* _Exercise prompt_: Set out the lines below as a JSON list of strings, one string for each line, skipping blank lines and leaving out the pictures.

[Records of labeled points]
----

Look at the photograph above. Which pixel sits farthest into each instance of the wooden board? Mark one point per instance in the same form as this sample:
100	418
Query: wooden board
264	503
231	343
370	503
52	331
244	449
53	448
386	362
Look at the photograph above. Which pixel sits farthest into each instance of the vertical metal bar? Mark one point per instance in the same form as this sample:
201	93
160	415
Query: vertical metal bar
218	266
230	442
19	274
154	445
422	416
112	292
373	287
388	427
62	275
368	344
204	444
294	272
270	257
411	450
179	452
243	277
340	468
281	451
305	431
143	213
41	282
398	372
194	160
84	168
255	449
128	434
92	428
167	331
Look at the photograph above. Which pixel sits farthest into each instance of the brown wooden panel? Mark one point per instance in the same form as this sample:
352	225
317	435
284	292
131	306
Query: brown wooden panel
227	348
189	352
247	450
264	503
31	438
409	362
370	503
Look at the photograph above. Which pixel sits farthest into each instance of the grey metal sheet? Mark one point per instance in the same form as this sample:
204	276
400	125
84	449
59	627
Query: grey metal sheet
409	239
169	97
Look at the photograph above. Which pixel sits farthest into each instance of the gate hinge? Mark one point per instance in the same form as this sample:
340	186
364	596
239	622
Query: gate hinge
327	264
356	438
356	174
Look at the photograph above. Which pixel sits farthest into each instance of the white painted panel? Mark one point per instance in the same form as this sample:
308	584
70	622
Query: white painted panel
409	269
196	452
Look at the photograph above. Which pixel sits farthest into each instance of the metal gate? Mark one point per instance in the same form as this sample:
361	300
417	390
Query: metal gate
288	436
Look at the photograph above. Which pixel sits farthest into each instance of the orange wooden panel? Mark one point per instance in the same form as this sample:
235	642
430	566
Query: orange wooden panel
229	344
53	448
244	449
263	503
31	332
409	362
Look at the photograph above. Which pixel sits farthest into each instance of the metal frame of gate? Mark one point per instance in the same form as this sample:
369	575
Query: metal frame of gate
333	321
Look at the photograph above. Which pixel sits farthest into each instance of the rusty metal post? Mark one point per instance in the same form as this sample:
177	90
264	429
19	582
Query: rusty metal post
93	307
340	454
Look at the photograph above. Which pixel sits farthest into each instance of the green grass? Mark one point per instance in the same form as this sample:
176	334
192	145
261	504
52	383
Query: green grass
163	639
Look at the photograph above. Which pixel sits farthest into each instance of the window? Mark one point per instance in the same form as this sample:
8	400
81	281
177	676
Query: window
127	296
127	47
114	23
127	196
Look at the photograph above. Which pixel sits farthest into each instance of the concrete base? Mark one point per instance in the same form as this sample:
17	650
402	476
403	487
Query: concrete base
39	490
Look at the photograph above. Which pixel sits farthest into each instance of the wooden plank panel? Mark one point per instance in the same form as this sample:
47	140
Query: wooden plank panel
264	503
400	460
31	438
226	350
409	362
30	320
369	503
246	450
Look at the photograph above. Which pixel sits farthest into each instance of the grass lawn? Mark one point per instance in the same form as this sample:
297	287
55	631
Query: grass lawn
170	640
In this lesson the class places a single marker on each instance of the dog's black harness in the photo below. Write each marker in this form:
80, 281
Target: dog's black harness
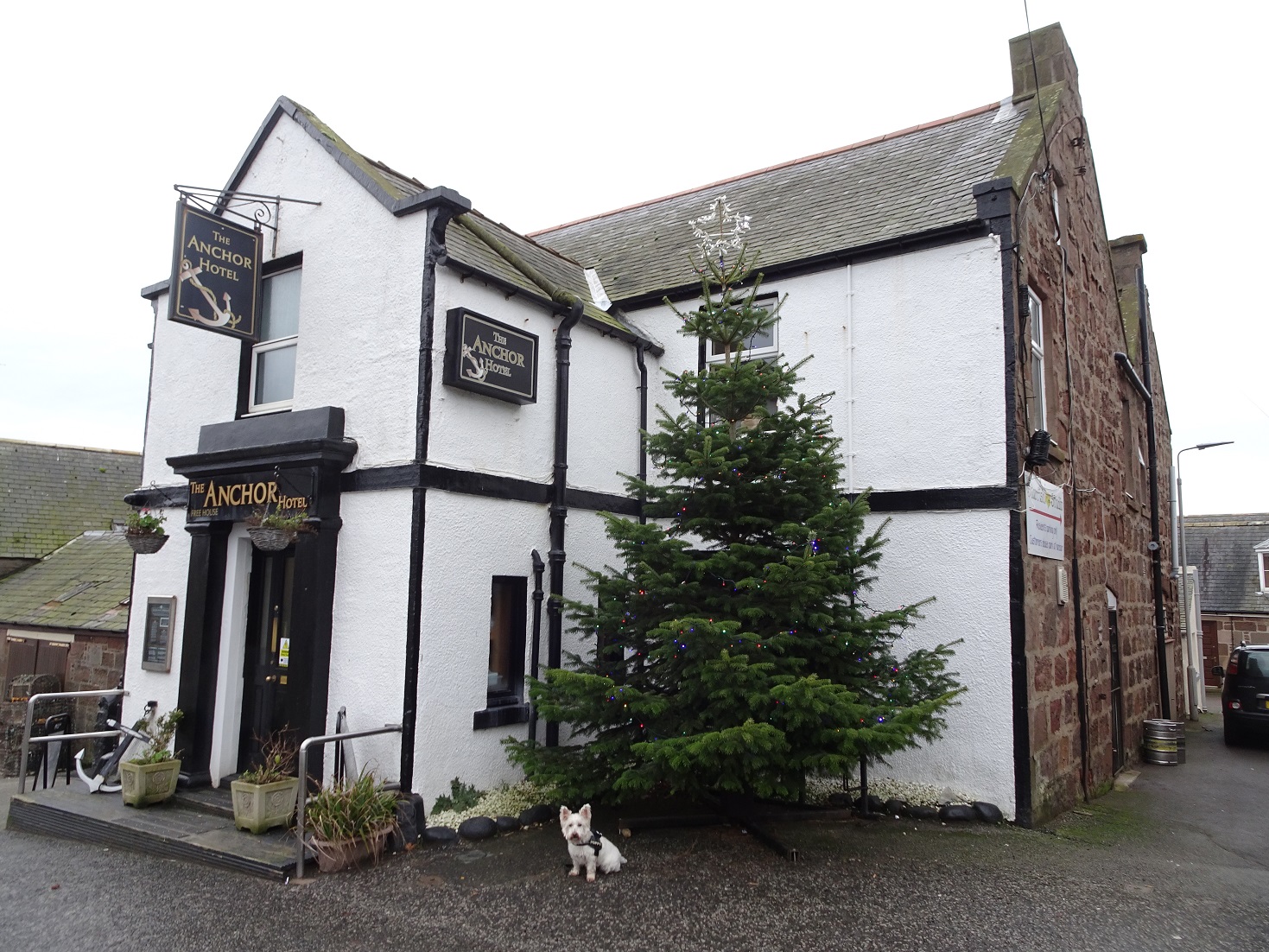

----

* _Full response_:
[
  "Look at the photograph above. Which pixel sits farthest into each instance of the wooden board? Mark one point per instance in the same form as this sample:",
  "100\t418",
  "Query: wooden board",
  "264\t503",
  "231\t343",
  "370\t503",
  "52\t331",
  "244\t449",
  "53\t448",
  "386\t362",
  "Look at the photograph above. Which pixel sits farthest into each instance of the vertical metal bar? Mark one point per instance in the same form as this sample:",
  "201\t93",
  "160\t415",
  "Query: vertical metal bar",
  "218\t266",
  "230\t442",
  "19\t274",
  "154\t445",
  "422\t416",
  "112\t292",
  "373\t287",
  "388\t427",
  "62\t275",
  "368\t344",
  "204\t444",
  "294\t272",
  "270\t257",
  "411\t450",
  "179\t452",
  "243\t277",
  "340\t468",
  "281\t451",
  "305\t431",
  "143\t213",
  "41\t282",
  "398\t372",
  "194\t160",
  "84\t168",
  "255\t449",
  "128\t434",
  "92\t428",
  "167\t331",
  "Look at the photograph above. Which pixel sits farthest into each instance of the brown wooden panel? Mark one point per instance in the same form as this sample:",
  "352\t225",
  "317\t435",
  "284\t292",
  "131\t306",
  "Query: brown wooden panel",
  "227\t348",
  "189\t352",
  "247\t450",
  "264\t503",
  "31\t438",
  "409\t362",
  "370\t503",
  "Look at the photograph above. Which pixel sits farthest into each instance of the grey metal sheet? Mark one point per instance in the same form as this sample:",
  "204\t276",
  "400\t125",
  "84\t449",
  "59\t627",
  "Query: grey metal sheet",
  "409\t239",
  "169\t97",
  "Look at the photograph above. Which pixel sits farthest into each instance of the gate hinge? Mark one point per instance in the same form as this sample:",
  "340\t186",
  "364\t596",
  "239\t622",
  "Query: gate hinge",
  "327\t264",
  "356\t438",
  "356\t174",
  "Look at the photograph above. Which pixel sits farthest into each instance of the white painted panel? Mark one point per instance in the same form as this sample:",
  "308\t584",
  "70\t622",
  "Query: white painted panel",
  "409\t269",
  "196\t452",
  "Look at the photograph above. Which pixel sits farthest into each instance of the metal gate? Mark one point per instance in the same form as this sample:",
  "361\t300",
  "417\t390",
  "Query: metal gate",
  "288\t436",
  "Look at the photograph above. Which pixel sits farthest into each instance of the orange wooden panel? Mark one point per instance in the same form as this sample:",
  "235\t642",
  "430\t566",
  "Query: orange wooden panel",
  "229\t344",
  "53\t448",
  "244\t449",
  "263\t503",
  "31\t332",
  "409\t362",
  "Look at the photograph above. Which pixel sits farthest into each instance of the metal frame of gate? Mark one point per instance in the same form as this sample:",
  "369\t575",
  "Query: metal frame of gate",
  "333\t321",
  "Look at the photograph above. Which pixel sits farthest into each instance of the rusty metal post? Mark one point per instance in the same form as this sample:",
  "177\t90",
  "264\t429",
  "19\t582",
  "Query: rusty metal post",
  "93\t307",
  "340\t454",
  "Look at the photograph above. Which pixel sits farthest into each instance of the green grass? Mark one point per instance in the same form as this sample:",
  "176\t334",
  "192\t145",
  "261\t504",
  "52\t383",
  "Query: green grass",
  "163\t639",
  "Look at the photograph above. Which pixel sits farthest into each instance of the window? Mark one point per instance in the same form as this sample:",
  "8\t400",
  "81\t281",
  "177\t676",
  "Query: window",
  "127\t296",
  "127\t47",
  "114\t23",
  "127\t196",
  "Look at the photograph above. Which pixel sits farthest into each instance of the concrete base? Mark one point per instance in the same form as this sample:",
  "17\t650",
  "402\t476",
  "403\t487",
  "Query: concrete base",
  "39\t490",
  "Look at the photograph above. Which pixel sits farthest into each instance of the wooden plank panel? Mark one point per instance in the same form as this sample:",
  "47\t140",
  "Query: wooden plank panel",
  "264\t503",
  "400\t460",
  "31\t438",
  "226\t350",
  "409\t362",
  "30\t320",
  "369\t503",
  "246\t450",
  "Look at the photograph above. Which pixel sits farthest into each instance of the grass lawn? Mark one point per instance in the same form as this sample:",
  "297\t287",
  "55\t631",
  "Query: grass lawn",
  "170\t640",
  "In this lesson the class places a single marker on each instance of the dog's black harness in the photo below. Write each marker in this form:",
  "80, 281",
  "Target: dog's black harness"
]